What is expected — Repeat the data exactly, please.

Data for this task —
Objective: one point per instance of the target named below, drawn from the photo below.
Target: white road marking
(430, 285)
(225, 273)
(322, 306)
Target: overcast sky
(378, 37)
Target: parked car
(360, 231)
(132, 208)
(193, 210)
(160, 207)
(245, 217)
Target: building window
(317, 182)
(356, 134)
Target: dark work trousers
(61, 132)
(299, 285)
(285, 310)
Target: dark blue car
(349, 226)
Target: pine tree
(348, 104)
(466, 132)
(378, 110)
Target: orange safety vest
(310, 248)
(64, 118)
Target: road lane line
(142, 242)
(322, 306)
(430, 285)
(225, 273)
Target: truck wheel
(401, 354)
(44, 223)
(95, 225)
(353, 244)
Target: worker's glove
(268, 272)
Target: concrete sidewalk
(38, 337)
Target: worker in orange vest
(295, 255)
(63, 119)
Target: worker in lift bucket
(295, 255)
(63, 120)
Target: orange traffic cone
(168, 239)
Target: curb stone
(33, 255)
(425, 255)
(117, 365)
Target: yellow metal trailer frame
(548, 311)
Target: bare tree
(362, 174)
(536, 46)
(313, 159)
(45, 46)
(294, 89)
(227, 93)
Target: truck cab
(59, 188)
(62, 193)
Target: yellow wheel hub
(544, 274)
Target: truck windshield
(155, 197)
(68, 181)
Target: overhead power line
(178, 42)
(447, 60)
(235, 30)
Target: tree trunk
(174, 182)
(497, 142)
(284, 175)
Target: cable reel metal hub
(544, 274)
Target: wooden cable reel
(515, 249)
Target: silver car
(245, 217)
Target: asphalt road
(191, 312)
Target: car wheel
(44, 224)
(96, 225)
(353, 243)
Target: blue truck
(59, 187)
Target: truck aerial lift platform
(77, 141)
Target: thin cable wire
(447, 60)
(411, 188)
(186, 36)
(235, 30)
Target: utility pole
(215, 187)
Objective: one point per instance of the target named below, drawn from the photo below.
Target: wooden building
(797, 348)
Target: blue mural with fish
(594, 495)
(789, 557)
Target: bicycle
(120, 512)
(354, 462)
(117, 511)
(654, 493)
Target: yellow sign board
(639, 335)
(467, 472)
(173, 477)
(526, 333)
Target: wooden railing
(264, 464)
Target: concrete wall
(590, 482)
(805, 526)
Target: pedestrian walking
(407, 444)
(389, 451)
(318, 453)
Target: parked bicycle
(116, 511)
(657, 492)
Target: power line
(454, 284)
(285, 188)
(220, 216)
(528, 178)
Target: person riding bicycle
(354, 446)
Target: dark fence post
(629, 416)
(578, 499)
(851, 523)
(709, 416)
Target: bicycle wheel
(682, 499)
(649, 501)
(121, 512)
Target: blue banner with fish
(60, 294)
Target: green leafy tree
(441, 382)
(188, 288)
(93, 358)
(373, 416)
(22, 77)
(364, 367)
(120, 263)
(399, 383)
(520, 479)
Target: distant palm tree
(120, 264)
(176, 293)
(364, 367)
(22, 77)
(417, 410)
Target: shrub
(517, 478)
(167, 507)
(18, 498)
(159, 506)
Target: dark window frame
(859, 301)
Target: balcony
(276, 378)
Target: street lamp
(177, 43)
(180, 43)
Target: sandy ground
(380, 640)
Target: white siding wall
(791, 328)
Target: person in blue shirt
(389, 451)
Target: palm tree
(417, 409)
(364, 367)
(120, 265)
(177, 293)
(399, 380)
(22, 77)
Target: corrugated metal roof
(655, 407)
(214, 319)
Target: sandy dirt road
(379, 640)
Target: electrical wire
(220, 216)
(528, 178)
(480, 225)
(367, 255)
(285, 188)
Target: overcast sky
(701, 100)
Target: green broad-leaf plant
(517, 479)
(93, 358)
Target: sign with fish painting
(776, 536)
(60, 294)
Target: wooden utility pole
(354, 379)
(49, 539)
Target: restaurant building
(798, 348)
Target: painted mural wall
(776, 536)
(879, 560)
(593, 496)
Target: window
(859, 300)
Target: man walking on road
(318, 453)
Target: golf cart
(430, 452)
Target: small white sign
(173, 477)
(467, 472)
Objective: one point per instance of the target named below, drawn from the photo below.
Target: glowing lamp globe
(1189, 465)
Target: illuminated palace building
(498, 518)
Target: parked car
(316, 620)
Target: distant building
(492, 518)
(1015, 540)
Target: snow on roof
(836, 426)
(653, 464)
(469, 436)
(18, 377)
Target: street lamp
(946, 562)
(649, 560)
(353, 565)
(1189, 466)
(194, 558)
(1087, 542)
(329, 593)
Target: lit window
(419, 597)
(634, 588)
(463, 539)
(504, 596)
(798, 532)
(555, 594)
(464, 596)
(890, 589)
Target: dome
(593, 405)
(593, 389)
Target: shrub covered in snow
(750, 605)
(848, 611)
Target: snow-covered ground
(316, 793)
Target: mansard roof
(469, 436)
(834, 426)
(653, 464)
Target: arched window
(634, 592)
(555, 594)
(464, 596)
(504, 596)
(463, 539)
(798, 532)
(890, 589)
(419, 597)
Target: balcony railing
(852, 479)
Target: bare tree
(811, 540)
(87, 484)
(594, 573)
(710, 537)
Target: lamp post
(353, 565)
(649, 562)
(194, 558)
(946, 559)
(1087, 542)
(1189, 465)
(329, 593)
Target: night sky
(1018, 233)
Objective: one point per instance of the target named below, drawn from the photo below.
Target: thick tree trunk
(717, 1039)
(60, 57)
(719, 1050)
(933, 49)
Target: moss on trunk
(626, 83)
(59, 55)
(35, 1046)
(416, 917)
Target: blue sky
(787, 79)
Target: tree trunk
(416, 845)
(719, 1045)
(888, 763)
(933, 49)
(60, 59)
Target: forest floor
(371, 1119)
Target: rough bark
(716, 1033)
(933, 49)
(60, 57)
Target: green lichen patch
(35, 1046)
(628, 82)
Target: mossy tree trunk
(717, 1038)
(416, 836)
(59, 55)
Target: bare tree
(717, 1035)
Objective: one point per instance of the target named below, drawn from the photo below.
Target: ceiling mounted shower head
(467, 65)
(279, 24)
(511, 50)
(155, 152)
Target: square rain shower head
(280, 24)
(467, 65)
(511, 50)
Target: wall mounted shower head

Task output —
Objective: one point per instance of the target named below, drawn from the photo below.
Target: white road marking
(430, 285)
(225, 273)
(322, 306)
Target: overcast sky
(378, 37)
Target: parked car
(360, 231)
(132, 208)
(193, 210)
(160, 207)
(245, 217)
Target: building window
(317, 182)
(356, 134)
Target: dark work trousers
(61, 132)
(299, 285)
(285, 310)
Target: dark blue car
(349, 226)
Target: pine tree
(348, 104)
(466, 132)
(378, 110)
Target: orange safety vest
(310, 248)
(64, 118)
Target: road lane line
(142, 242)
(322, 306)
(430, 285)
(225, 273)
Target: truck wheel
(401, 354)
(44, 223)
(95, 225)
(353, 244)
Target: worker's glove
(268, 272)
Target: concrete sidewalk
(38, 337)
Target: worker in orange vest
(295, 255)
(63, 119)
Target: worker in lift bucket
(295, 255)
(63, 120)
Target: orange traffic cone
(168, 239)
Target: curb stone
(33, 255)
(425, 255)
(117, 365)
Target: yellow metal trailer frame
(548, 311)
Target: bare tree
(362, 174)
(536, 46)
(313, 159)
(45, 46)
(294, 89)
(227, 93)
Target: truck cab
(59, 188)
(62, 193)
Target: yellow wheel hub
(544, 274)
Target: truck windshield
(155, 197)
(68, 181)
Target: overhead power line
(178, 42)
(447, 60)
(235, 30)
Target: tree trunk
(174, 182)
(497, 142)
(284, 175)
Target: cable reel metal hub
(544, 274)
Target: wooden cable reel
(515, 249)
Target: silver car
(245, 217)
Target: asphalt road
(191, 312)
Target: car wheel
(44, 224)
(96, 225)
(353, 243)
Target: blue truck
(59, 187)
Target: truck aerial lift platform
(77, 141)
Target: thin cable wire
(447, 60)
(411, 188)
(186, 36)
(235, 30)
Target: utility pole
(215, 187)
Objective: one point per instance of the target named below, drawn from the photo below.
Target: wooden building
(797, 348)
Target: blue mural with fish
(594, 495)
(789, 557)
Target: bicycle
(120, 512)
(354, 462)
(117, 511)
(654, 493)
Target: yellow sign board
(639, 335)
(467, 472)
(173, 477)
(526, 333)
Target: wooden railing
(264, 464)
Target: concrete wall
(590, 482)
(805, 526)
Target: pedestrian walking
(407, 444)
(389, 451)
(318, 453)
Target: parked bicycle
(116, 511)
(657, 492)
Target: power line
(454, 284)
(285, 188)
(220, 216)
(528, 178)
Target: person riding bicycle
(354, 446)
Target: dark fence post
(629, 416)
(578, 499)
(851, 523)
(709, 416)
Target: bicycle wheel
(682, 499)
(649, 501)
(121, 512)
Target: blue banner with fish
(60, 294)
Target: green leafy tree
(441, 382)
(188, 288)
(93, 358)
(373, 416)
(22, 77)
(364, 367)
(120, 263)
(399, 383)
(520, 479)
Target: distant palm tree
(120, 264)
(176, 293)
(364, 367)
(22, 77)
(417, 410)
Target: shrub
(517, 478)
(167, 507)
(18, 498)
(159, 506)
Target: dark window frame
(859, 301)
Target: balcony
(276, 378)
Target: street lamp
(177, 43)
(180, 43)
Target: sandy ground
(380, 640)
Target: white siding wall
(791, 328)
Target: person in blue shirt
(389, 451)
Target: palm tree
(417, 409)
(364, 367)
(120, 265)
(177, 293)
(399, 380)
(22, 77)
Target: corrugated metal roof
(655, 407)
(214, 319)
Target: sandy dirt road
(379, 640)
Target: electrical wire
(220, 216)
(528, 178)
(480, 225)
(367, 255)
(285, 188)
Target: overcast sky
(701, 100)
Target: green broad-leaf plant
(517, 479)
(93, 358)
Target: sign with fish painting
(776, 536)
(60, 294)
Target: wooden utility pole
(354, 379)
(49, 539)
Target: restaurant building
(798, 348)
Target: painted mural wall
(776, 536)
(879, 560)
(593, 496)
Target: window
(859, 300)
Target: man walking on road
(318, 453)
Target: golf cart
(430, 452)
Target: small white sign
(173, 477)
(467, 472)
Objective: one point per instance of the target named below, drawn from the photo below.
Target: glowing lamp globe
(1189, 465)
Target: illuminated palace building
(498, 518)
Target: parked car
(316, 620)
Target: distant building
(492, 518)
(1015, 540)
Target: snow on roof
(836, 426)
(653, 464)
(469, 436)
(18, 377)
Target: street lamp
(946, 562)
(649, 560)
(353, 565)
(1189, 466)
(194, 558)
(1087, 542)
(329, 593)
Target: lit window
(419, 597)
(634, 588)
(463, 539)
(504, 596)
(798, 532)
(555, 594)
(464, 596)
(890, 589)
Target: dome
(593, 405)
(593, 389)
Target: shrub covered in snow
(750, 605)
(848, 611)
Target: snow-covered ground
(316, 793)
Target: mansard roof
(469, 436)
(834, 426)
(653, 464)
Target: arched window
(634, 592)
(555, 594)
(464, 596)
(504, 596)
(463, 539)
(798, 532)
(890, 589)
(419, 597)
Target: balcony railing
(852, 479)
Target: bare tree
(811, 540)
(87, 484)
(594, 573)
(710, 537)
Target: lamp post
(353, 565)
(649, 562)
(194, 558)
(946, 559)
(1087, 542)
(1189, 465)
(329, 593)
Target: night sky
(1018, 233)
Objective: one point per instance of the target named below, drawn from the photo below.
Target: thick tree trunk
(717, 1039)
(60, 57)
(719, 1050)
(933, 49)
Target: moss on trunk
(626, 83)
(59, 55)
(35, 1046)
(416, 917)
Target: blue sky
(787, 79)
Target: tree trunk
(416, 845)
(719, 1045)
(888, 763)
(933, 49)
(60, 59)
Target: forest floor
(371, 1119)
Target: rough bark
(716, 1033)
(933, 49)
(60, 57)
Target: green lichen patch
(35, 1046)
(628, 82)
Target: mossy tree trunk
(717, 1038)
(416, 836)
(59, 55)
Target: bare tree
(717, 1035)
Objective: one point per instance of the target named below, drawn from the photo below.
Target: ceiling mounted shower head
(467, 65)
(279, 24)
(511, 50)
(155, 152)
Target: square rain shower head
(280, 24)
(467, 65)
(511, 50)
Target: wall mounted shower head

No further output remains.